Data listing START
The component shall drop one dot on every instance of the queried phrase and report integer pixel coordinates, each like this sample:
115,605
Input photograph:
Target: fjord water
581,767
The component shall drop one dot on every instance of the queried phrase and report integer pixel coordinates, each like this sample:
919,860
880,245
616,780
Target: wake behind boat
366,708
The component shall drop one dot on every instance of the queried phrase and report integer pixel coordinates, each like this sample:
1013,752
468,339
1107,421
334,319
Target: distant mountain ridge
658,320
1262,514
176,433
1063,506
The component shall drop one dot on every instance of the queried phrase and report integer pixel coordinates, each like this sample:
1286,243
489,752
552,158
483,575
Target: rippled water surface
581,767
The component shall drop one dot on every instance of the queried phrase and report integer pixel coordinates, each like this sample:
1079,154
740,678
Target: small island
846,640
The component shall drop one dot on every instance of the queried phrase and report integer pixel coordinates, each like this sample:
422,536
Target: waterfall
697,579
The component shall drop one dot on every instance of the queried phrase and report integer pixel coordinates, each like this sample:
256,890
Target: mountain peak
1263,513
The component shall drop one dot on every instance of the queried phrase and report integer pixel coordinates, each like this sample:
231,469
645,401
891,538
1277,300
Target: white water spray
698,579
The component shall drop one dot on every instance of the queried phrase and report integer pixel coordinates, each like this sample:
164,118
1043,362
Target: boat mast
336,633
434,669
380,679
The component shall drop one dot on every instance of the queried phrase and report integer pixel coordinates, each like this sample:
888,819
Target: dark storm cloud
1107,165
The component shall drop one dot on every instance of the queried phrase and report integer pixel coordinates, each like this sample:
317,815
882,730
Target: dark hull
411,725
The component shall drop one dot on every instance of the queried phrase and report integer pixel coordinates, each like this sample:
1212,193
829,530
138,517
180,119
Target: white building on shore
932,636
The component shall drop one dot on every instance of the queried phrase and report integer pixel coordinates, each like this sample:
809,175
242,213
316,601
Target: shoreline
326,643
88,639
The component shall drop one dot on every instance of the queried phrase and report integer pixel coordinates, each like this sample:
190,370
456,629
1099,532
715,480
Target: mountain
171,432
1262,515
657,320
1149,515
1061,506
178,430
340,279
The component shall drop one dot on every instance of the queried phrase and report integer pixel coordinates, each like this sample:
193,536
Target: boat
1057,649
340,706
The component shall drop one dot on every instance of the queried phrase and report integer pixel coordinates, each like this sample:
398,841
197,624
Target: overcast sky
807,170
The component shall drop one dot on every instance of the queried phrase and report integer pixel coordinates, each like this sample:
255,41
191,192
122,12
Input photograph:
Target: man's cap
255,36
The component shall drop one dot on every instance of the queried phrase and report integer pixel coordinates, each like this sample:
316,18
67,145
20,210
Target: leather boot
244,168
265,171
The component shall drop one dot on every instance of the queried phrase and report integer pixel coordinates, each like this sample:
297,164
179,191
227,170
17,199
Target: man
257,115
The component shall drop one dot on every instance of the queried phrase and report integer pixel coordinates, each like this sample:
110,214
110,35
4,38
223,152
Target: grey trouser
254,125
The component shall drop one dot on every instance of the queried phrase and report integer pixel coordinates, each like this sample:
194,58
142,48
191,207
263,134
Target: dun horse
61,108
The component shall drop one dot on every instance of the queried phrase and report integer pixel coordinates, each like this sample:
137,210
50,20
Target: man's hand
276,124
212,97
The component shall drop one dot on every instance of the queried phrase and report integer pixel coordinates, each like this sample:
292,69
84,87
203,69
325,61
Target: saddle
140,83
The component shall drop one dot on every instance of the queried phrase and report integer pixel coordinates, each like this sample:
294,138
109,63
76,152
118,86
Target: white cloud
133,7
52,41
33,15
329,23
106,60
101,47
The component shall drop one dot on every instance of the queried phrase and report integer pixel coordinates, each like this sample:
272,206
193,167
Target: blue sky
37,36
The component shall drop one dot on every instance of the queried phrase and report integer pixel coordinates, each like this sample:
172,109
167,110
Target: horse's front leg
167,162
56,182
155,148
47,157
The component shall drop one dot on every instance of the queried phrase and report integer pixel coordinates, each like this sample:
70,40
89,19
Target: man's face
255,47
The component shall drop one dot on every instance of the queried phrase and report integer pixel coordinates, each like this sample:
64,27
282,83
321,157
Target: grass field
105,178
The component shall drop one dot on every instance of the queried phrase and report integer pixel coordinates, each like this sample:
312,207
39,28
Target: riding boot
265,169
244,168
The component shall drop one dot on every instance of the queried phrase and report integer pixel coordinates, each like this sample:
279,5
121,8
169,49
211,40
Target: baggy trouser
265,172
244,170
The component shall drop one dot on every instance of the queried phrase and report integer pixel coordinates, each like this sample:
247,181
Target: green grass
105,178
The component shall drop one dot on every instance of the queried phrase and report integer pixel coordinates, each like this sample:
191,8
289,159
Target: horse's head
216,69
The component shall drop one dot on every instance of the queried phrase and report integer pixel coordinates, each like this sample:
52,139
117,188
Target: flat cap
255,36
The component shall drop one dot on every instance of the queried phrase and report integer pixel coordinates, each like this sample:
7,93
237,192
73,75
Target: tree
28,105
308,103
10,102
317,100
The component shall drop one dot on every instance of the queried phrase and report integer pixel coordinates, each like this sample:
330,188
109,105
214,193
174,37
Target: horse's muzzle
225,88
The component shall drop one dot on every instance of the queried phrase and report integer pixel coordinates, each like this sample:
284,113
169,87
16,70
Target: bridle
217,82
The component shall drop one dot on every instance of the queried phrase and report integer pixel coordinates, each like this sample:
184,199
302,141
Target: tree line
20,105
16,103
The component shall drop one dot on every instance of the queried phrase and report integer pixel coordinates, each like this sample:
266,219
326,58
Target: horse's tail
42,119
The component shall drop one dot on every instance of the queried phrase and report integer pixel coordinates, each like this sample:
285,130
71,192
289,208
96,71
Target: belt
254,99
Data listing END
Prompt
Extract the data exactly as given.

Solution
The component shall drop one dot on every instance of the queried phrase and report integer pixel coordinates, each like this sample:
115,605
Input photograph:
Target: fjord water
581,767
The component shall drop one dot on every instance of the queried phrase and report integer pixel coordinates, each like this sample:
919,860
880,245
616,780
Target: wake behind boat
366,708
The component shall drop one dot on every instance of the queried phrase and report integer pixel coordinates, each like this sample:
1013,752
468,339
1107,421
334,319
Target: distant mountain ridge
658,320
1262,514
176,433
1063,506
The component shall drop one dot on every instance of the queried phrase and report integer pixel coordinates, each like this sample:
1286,243
489,752
552,158
483,575
Target: rippled water surface
581,767
The component shall drop one dot on every instance of the queried phrase and report integer pixel coordinates, each like this sample:
1079,154
740,678
Target: small island
846,640
The component shall drop one dot on every instance of the queried phrase and report integer pixel coordinates, each like this sample:
422,536
Target: waterfall
697,579
The component shall drop one dot on every instance of the queried phrase and report integer pixel coordinates, each like this sample:
256,890
Target: mountain peak
1263,513
The component shall drop one dot on every instance of the queried phrase and report integer pixel coordinates, each like this sample:
231,469
645,401
891,538
1277,300
Target: white water spray
698,579
The component shall drop one dot on every instance of the queried phrase and report integer pixel coordinates, each like this sample:
164,118
1043,362
Target: boat mast
336,633
434,669
380,679
The component shall drop one dot on every instance of the queried phrase and report integer pixel coordinates, each like this sample:
888,819
Target: dark storm cloud
1107,165
The component shall drop one dot on every instance of the queried phrase and report integer pixel coordinates, each like this sample:
317,815
882,730
Target: dark hull
411,725
The component shall drop one dot on every instance of the queried phrase and report integer pixel coordinates, each like this sample:
1212,193
829,530
138,517
180,119
Target: white building on shore
932,636
The component shall drop one dot on every instance of the queried phrase and report integer pixel coordinates, each like this sample:
809,175
242,213
316,601
Target: shoreline
326,643
88,639
The component shall drop one dot on every instance of the queried phrase and report integer pixel coordinates, each like this sample:
190,370
456,629
1099,532
715,480
Target: mountain
171,432
1262,515
657,320
1149,515
1061,506
178,430
340,279
The component shall drop one dot on every instance of the queried phrase and report integer pixel coordinates, each like this sample:
193,536
Target: boat
1057,649
340,706
The component shall drop one dot on every instance of the queried phrase and report integer pixel coordinates, each like this sample:
398,841
197,624
Target: overcast sky
807,170
The component shall drop one dot on every instance of the queried phrase and report integer pixel coordinates, each like this sample:
255,41
191,192
122,12
Input photograph:
Target: man's cap
255,36
The component shall drop one dot on every instance of the queried phrase and report integer pixel coordinates, each like this sample:
316,18
67,145
20,210
Target: leather boot
244,168
265,171
The component shall drop one dot on every instance of the queried phrase and report integer pixel coordinates, each like this sample:
297,164
179,191
227,170
17,199
Target: man
257,115
The component shall drop one dot on every instance of the queried phrase and report integer pixel coordinates, each like this sample:
110,214
110,35
4,38
223,152
Target: grey trouser
254,125
The component shall drop one dot on every instance of the queried phrase and report integer pixel coordinates, each like this sample:
194,58
142,48
191,207
263,134
Target: dun horse
61,108
The component shall drop one dot on every instance of the queried phrase and report integer pixel coordinates, each like this sample:
137,210
50,20
Target: man's hand
276,124
212,97
The component shall drop one dot on every instance of the queried phrase and report integer pixel coordinates, each like this sample:
292,69
84,87
203,69
325,61
Target: saddle
140,83
The component shall drop one dot on every instance of the queried phrase and report integer pixel coordinates, each like this sample:
294,138
109,63
76,152
118,86
Target: white cloud
133,7
52,41
33,15
329,23
106,60
101,47
The component shall drop one dot on every instance of the queried phrase and report integer pixel coordinates, each like this sample:
272,206
193,167
Target: blue sky
37,36
The component shall drop one dot on every instance of the queried phrase and report integer pixel coordinates, each like this sample:
172,109
167,110
Target: horse's front leg
167,162
56,182
155,148
47,157
The component shall drop one dot on every instance of the queried phrase and report integer pixel coordinates, each like this sample:
70,40
89,19
Target: man's face
255,47
The component shall drop one dot on every instance of the queried phrase and report integer pixel coordinates, each like this sample:
64,27
282,83
321,157
Target: grass field
105,178
The component shall drop one dot on every instance of the queried phrase and report integer pixel coordinates, each like this sample:
312,207
39,28
Target: riding boot
265,169
244,168
The component shall drop one dot on every instance of the queried phrase and report integer pixel coordinates, each like this sample:
279,5
121,8
169,49
211,40
Target: baggy trouser
265,172
244,170
The component shall drop one dot on every instance of the queried phrase and report integer pixel coordinates, each like this sample:
247,181
Target: green grass
105,178
The component shall drop one dot on every instance of the queried phrase and report integer pixel coordinates, each like this sample:
191,8
289,159
Target: horse's head
216,69
The component shall drop one dot on every instance of the queried phrase and report integer pixel coordinates, each like this sample:
52,139
117,188
Target: flat cap
255,36
The component shall drop one dot on every instance of the queried phrase and report integer pixel coordinates, each like this sample:
7,93
237,192
73,75
Target: tree
28,105
308,103
10,102
317,100
The component shall drop one dot on every instance of the queried phrase and report integer pixel coordinates, each like this sample:
330,188
109,105
214,193
174,37
Target: horse's muzzle
225,88
The component shall drop one dot on every instance of the queried phrase and report integer pixel coordinates, each like this sample:
284,113
169,87
16,70
Target: bridle
217,82
The component shall drop one dot on every instance of the queried phrase and report integer pixel coordinates, each like this sample:
184,199
302,141
Target: tree line
20,105
16,103
The component shall drop one dot on every instance of the queried phrase and report integer pixel coordinates, each like this sample:
266,219
326,58
Target: horse's tail
42,119
The component shall drop one dot on every instance of the queried phrase and report integer pixel coordinates, each like this sample:
285,130
71,192
289,208
96,71
Target: belt
254,99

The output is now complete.